● **Coordinate annotation listing**:
▶

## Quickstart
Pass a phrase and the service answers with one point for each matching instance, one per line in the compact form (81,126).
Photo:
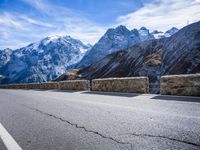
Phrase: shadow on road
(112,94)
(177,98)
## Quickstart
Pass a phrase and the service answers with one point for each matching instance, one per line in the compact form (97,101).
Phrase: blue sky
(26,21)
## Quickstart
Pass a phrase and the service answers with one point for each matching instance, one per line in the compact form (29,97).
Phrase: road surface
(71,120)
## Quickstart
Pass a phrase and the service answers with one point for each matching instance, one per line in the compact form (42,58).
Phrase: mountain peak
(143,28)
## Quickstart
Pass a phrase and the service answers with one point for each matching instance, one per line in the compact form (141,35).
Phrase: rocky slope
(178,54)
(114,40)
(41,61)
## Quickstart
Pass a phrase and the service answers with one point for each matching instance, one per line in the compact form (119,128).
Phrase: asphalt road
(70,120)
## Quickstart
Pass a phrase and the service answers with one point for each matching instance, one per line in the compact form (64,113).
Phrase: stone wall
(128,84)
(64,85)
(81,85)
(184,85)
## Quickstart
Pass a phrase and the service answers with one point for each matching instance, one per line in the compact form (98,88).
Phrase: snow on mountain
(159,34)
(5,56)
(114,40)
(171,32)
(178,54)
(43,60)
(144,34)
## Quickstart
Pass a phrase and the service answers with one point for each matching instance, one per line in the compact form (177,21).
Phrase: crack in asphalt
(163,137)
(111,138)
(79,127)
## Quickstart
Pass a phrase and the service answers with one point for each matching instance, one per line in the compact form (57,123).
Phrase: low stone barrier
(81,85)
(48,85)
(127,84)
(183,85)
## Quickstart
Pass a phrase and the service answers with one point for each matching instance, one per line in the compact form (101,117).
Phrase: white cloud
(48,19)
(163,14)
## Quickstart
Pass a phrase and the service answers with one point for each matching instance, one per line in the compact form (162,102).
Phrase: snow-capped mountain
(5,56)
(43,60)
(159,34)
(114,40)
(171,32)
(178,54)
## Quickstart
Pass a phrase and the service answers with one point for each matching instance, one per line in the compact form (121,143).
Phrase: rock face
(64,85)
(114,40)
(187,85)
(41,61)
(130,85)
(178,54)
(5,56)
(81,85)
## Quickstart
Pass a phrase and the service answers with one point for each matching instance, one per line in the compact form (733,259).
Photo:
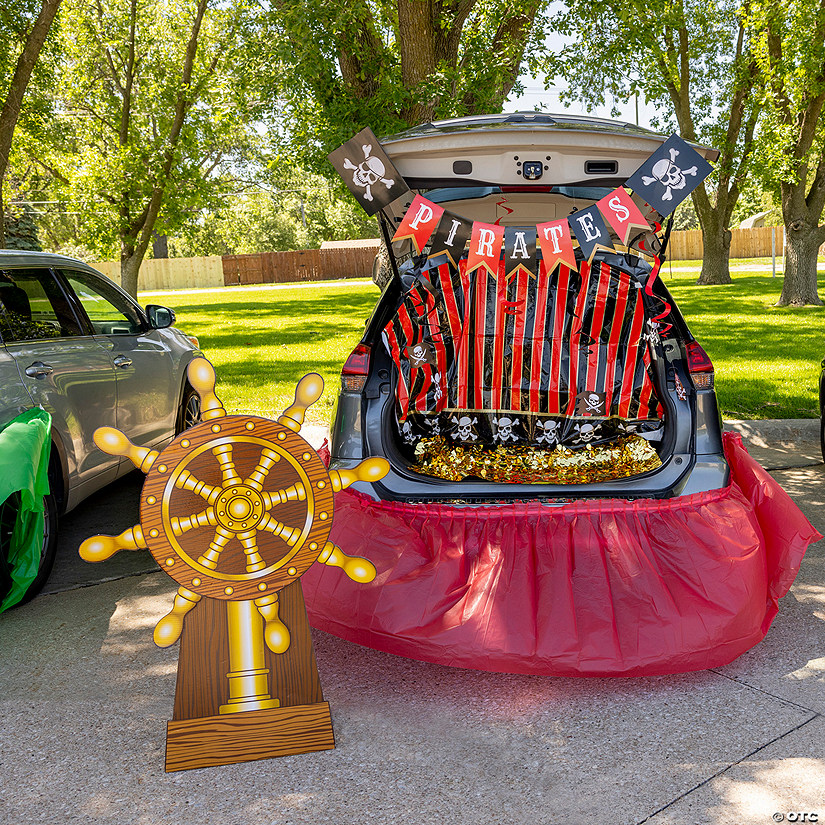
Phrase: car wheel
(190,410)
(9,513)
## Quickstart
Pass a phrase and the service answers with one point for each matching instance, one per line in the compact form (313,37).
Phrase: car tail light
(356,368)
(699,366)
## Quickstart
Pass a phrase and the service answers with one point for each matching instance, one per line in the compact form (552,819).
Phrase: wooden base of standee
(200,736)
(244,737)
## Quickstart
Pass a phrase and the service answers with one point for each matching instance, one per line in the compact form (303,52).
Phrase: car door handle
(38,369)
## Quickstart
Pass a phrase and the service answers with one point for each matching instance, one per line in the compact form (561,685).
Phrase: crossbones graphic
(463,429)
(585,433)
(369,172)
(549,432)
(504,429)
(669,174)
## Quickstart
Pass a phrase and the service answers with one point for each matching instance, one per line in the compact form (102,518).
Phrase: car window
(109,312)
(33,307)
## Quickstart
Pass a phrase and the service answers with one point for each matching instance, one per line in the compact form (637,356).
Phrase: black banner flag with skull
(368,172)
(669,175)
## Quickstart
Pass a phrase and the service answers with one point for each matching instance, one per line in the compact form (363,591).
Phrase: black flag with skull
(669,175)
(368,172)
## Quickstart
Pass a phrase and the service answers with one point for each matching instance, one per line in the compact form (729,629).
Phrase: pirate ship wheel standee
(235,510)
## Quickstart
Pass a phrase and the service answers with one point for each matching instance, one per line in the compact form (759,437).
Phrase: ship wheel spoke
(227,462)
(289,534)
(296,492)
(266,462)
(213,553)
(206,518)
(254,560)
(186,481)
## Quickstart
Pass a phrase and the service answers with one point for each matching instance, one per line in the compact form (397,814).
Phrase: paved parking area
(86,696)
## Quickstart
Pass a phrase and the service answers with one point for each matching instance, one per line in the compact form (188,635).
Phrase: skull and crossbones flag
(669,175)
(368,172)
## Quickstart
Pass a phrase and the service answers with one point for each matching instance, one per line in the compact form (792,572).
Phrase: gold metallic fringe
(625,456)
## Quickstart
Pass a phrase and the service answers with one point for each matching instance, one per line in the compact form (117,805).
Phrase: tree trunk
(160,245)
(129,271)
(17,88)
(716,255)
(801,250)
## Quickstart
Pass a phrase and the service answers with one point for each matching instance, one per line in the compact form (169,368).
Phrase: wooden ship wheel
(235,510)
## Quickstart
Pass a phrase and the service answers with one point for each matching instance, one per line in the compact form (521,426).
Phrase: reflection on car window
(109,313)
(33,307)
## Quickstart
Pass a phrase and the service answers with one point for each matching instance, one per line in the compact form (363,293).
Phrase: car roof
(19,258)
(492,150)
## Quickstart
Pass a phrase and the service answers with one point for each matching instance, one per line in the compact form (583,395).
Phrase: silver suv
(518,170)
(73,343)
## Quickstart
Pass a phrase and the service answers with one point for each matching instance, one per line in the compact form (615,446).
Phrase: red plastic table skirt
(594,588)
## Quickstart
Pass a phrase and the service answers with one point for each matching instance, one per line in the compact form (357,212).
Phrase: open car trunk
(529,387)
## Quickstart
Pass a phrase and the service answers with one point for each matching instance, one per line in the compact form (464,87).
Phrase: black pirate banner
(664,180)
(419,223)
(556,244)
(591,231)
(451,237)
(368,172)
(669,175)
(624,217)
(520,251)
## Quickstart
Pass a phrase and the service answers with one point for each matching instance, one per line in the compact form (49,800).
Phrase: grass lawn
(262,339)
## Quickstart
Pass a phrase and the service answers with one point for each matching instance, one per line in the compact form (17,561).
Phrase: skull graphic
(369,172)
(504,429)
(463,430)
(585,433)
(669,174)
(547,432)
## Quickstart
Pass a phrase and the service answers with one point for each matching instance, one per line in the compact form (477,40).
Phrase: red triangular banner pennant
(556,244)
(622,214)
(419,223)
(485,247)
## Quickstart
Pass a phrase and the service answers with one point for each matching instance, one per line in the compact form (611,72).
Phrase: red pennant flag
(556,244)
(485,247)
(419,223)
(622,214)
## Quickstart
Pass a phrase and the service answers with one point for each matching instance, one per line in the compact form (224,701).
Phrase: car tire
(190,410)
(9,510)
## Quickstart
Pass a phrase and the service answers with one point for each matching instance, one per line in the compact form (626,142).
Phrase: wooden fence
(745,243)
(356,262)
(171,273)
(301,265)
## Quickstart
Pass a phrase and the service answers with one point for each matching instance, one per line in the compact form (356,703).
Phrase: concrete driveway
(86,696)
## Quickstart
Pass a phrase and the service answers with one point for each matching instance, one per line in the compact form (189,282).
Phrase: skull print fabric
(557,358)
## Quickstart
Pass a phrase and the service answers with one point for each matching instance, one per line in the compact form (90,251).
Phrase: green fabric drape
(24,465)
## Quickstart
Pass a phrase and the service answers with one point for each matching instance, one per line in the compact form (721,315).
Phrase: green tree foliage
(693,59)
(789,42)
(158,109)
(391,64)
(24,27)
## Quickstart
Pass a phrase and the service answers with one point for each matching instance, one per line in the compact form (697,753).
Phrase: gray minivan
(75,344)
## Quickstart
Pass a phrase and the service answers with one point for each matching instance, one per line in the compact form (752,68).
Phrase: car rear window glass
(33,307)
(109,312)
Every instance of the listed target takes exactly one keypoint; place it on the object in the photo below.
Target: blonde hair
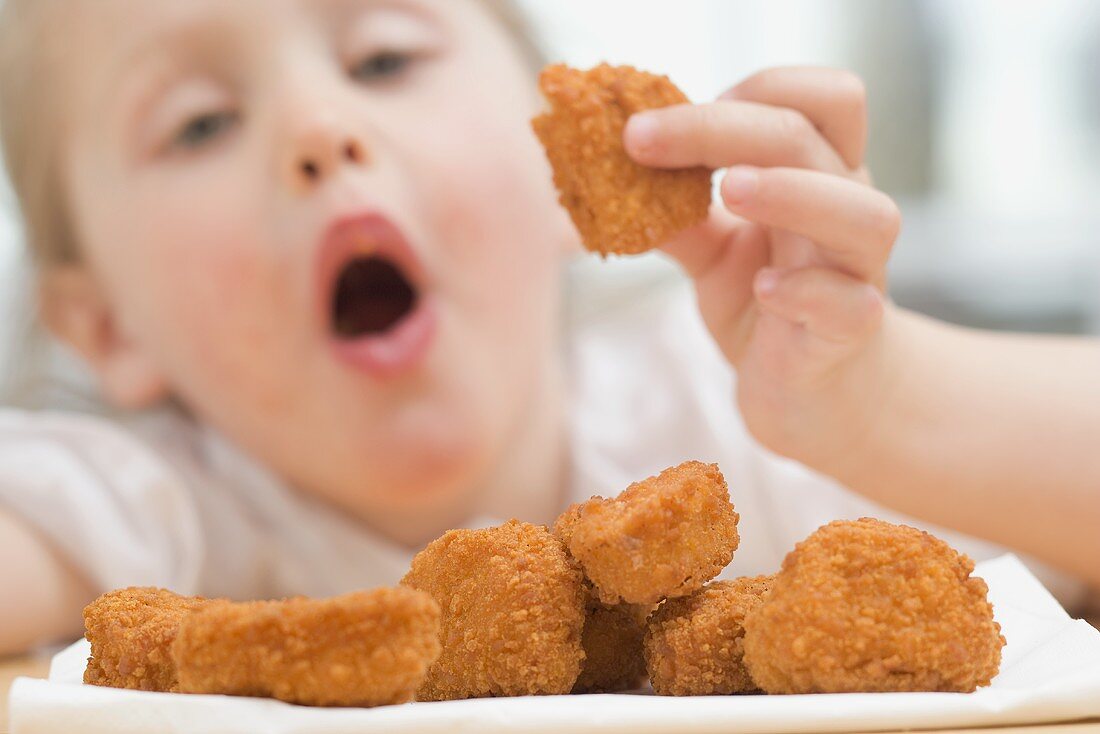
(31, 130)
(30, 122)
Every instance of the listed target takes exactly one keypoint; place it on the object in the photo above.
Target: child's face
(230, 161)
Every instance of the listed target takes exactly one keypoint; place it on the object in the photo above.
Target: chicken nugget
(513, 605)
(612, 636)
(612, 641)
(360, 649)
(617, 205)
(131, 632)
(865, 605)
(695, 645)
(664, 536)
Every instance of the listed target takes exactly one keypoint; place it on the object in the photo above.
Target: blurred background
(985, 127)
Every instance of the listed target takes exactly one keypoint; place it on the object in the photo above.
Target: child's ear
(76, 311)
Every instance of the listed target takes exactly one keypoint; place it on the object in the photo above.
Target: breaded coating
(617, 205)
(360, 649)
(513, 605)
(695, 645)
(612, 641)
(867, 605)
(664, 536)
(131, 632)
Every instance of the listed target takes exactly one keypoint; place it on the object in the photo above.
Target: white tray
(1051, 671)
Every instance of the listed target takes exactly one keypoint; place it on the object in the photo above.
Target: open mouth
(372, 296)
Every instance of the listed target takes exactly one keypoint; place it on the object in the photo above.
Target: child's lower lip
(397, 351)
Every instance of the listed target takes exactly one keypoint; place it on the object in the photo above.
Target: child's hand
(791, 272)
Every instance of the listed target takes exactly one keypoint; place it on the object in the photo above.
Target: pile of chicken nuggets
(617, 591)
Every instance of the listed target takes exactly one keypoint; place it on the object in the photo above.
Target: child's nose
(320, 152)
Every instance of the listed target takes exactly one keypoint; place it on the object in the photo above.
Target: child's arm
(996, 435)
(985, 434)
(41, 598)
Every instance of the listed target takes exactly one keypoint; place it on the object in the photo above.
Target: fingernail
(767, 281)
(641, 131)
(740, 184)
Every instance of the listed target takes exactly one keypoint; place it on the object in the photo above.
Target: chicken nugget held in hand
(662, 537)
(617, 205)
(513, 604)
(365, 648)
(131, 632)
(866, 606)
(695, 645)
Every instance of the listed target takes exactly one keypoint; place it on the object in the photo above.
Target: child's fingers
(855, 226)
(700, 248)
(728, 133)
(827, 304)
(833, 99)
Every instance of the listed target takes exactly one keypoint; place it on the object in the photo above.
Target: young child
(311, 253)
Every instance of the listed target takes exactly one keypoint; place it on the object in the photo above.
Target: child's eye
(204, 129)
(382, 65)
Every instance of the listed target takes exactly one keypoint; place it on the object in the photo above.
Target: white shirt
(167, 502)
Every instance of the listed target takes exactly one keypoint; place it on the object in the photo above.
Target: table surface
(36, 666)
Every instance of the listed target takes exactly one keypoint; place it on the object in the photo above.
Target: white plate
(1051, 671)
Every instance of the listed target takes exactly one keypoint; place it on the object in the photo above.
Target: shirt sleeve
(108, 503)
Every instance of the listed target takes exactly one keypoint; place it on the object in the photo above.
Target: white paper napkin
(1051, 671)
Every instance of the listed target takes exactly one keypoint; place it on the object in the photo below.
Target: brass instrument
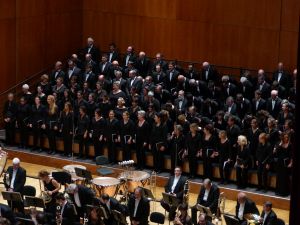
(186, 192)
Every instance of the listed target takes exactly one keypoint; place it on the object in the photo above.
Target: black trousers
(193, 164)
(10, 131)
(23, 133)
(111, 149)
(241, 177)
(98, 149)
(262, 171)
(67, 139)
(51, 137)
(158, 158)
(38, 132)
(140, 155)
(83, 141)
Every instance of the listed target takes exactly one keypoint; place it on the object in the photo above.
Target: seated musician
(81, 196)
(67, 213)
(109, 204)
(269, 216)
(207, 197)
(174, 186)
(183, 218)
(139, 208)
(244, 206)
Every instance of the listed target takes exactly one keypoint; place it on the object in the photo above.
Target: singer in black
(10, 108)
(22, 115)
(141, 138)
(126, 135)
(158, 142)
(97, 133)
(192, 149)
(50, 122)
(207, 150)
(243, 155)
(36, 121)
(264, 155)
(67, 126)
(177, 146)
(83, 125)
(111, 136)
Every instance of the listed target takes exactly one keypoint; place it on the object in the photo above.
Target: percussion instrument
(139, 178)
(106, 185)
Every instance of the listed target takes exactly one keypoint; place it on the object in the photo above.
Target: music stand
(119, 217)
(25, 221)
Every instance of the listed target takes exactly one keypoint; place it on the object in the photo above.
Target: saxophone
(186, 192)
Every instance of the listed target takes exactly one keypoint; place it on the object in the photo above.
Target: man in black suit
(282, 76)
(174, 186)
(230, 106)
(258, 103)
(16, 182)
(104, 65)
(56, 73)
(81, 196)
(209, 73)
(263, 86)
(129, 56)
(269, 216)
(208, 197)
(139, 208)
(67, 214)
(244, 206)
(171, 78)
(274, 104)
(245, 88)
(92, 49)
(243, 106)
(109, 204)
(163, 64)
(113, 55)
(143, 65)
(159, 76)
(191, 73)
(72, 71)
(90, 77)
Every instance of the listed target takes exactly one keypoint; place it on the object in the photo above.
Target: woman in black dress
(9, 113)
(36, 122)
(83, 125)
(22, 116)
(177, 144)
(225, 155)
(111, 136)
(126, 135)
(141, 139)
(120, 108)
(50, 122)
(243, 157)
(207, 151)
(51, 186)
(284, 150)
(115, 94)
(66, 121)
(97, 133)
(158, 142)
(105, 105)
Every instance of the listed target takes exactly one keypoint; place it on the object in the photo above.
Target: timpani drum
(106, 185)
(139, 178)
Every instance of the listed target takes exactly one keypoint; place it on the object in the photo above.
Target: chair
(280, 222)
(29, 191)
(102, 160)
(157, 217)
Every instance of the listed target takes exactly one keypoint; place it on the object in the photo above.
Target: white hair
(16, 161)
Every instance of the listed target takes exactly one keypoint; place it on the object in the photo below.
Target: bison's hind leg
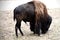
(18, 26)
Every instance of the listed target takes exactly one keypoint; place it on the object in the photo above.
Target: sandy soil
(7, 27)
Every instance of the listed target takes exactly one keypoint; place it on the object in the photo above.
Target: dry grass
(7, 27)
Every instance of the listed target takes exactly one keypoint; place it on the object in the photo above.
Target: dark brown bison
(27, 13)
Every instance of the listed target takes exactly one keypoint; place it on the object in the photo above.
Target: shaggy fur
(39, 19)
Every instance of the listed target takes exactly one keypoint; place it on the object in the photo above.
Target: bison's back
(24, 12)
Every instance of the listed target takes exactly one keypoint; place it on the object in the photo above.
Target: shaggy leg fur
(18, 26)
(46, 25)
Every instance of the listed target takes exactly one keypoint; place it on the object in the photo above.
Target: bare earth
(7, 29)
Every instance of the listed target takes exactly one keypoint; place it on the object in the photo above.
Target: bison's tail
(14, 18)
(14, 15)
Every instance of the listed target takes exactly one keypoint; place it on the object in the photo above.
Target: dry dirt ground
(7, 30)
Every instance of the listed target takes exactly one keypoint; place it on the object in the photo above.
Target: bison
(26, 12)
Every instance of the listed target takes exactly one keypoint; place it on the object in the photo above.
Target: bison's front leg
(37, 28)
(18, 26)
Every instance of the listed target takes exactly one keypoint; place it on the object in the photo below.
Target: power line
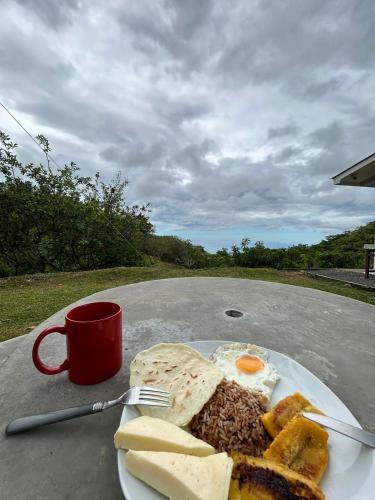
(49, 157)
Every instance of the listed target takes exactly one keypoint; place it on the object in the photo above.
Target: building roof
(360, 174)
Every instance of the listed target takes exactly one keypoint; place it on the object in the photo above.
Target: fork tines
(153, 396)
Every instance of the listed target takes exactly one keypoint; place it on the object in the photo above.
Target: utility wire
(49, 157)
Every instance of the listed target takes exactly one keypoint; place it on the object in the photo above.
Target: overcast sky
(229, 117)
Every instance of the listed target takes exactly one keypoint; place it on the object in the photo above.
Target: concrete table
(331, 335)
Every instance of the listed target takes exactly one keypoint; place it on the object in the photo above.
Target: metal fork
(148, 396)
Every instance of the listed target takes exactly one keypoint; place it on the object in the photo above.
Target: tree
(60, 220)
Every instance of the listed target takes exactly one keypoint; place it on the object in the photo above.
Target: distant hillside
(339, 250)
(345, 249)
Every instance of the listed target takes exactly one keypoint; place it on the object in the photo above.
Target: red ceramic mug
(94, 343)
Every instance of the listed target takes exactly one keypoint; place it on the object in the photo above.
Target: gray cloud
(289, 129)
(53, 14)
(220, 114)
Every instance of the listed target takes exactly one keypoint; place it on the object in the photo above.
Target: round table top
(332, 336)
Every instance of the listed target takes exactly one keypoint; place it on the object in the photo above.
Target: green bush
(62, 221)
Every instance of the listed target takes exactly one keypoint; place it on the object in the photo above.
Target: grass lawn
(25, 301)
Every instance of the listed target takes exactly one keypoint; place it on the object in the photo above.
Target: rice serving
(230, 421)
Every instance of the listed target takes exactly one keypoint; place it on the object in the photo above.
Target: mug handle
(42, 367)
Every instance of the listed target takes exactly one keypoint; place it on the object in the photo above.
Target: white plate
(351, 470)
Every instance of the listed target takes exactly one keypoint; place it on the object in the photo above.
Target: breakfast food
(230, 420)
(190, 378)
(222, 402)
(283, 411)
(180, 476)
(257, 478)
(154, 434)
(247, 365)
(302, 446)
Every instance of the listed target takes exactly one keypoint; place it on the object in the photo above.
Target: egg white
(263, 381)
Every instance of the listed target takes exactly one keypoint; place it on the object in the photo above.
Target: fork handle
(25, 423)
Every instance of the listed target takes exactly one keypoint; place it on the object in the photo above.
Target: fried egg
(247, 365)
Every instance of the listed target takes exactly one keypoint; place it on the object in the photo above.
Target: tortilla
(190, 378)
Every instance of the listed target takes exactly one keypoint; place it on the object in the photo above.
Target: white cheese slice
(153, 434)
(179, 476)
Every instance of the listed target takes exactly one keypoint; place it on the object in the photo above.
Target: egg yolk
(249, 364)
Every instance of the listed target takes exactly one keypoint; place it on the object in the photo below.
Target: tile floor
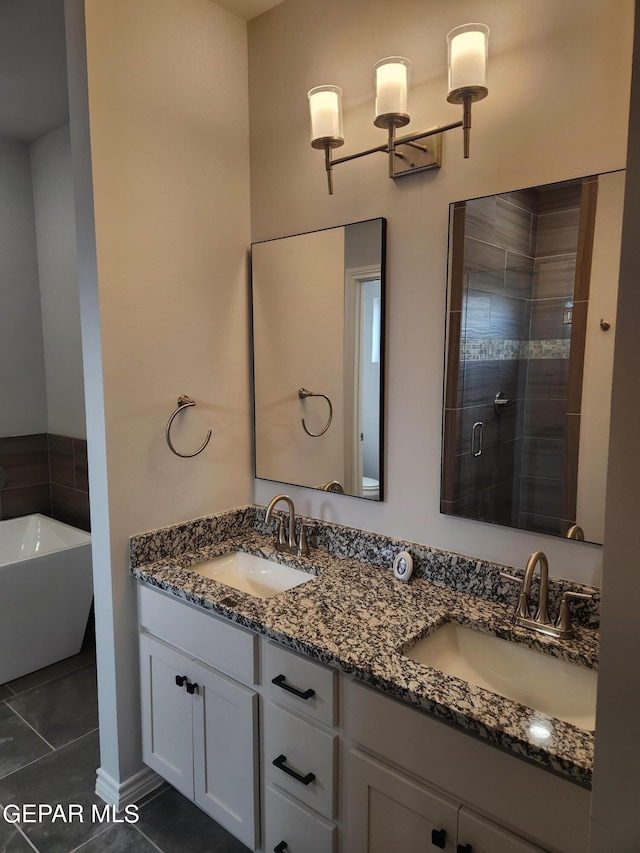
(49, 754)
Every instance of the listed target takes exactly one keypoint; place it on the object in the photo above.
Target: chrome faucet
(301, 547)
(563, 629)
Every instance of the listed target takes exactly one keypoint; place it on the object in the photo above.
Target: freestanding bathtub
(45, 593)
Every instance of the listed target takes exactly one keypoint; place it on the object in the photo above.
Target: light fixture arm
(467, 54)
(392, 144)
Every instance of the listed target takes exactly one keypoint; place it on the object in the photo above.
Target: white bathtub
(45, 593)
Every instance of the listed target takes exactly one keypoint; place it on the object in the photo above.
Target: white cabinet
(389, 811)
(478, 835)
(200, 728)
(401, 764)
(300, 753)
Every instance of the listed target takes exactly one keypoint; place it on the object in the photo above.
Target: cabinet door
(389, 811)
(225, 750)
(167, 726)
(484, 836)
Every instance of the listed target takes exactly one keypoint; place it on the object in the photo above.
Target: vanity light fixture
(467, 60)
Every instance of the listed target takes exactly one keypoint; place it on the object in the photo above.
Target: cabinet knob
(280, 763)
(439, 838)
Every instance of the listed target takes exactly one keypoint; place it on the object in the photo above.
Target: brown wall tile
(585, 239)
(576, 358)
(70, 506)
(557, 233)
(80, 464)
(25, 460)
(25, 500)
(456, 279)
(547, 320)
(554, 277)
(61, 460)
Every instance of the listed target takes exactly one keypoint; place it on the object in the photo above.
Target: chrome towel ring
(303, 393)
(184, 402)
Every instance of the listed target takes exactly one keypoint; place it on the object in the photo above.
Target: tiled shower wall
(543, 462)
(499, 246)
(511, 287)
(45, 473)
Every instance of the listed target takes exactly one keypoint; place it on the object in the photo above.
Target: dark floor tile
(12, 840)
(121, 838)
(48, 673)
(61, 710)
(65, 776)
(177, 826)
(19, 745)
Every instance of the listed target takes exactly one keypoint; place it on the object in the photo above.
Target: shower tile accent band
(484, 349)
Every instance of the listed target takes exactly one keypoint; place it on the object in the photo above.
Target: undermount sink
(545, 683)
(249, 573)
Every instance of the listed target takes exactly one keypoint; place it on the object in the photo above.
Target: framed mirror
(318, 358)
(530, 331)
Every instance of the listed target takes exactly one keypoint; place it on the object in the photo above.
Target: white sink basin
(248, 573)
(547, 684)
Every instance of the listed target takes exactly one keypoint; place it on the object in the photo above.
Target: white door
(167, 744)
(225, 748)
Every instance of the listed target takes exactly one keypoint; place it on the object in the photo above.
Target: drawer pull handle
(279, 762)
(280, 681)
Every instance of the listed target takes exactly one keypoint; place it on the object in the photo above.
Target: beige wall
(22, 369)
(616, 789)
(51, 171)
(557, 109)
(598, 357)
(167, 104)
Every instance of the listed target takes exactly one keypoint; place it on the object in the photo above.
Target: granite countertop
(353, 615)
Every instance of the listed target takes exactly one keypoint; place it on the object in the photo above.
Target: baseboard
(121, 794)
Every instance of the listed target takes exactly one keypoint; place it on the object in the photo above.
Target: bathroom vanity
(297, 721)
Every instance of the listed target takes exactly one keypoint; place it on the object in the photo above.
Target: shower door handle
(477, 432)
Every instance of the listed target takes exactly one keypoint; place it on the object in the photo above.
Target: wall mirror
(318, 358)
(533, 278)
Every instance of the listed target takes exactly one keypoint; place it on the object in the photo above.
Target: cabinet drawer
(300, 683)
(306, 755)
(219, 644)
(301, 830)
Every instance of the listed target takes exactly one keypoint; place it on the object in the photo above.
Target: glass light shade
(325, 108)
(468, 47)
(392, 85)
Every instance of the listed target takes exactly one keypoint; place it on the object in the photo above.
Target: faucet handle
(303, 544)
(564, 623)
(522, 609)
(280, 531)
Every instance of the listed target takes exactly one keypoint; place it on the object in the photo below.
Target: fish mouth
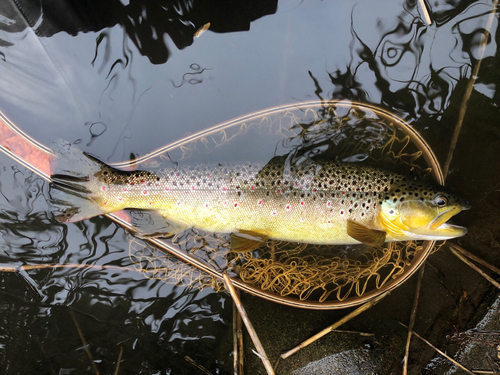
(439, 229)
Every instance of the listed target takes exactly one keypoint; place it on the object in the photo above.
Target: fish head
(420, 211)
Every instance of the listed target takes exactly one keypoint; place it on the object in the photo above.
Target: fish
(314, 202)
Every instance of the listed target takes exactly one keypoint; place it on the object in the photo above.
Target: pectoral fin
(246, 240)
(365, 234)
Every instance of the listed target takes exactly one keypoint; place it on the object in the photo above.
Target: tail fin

◀

● **Aim**:
How many lines of the listing above contain the word "concrete"? Tally them and give only the number.

● **Final answer**:
2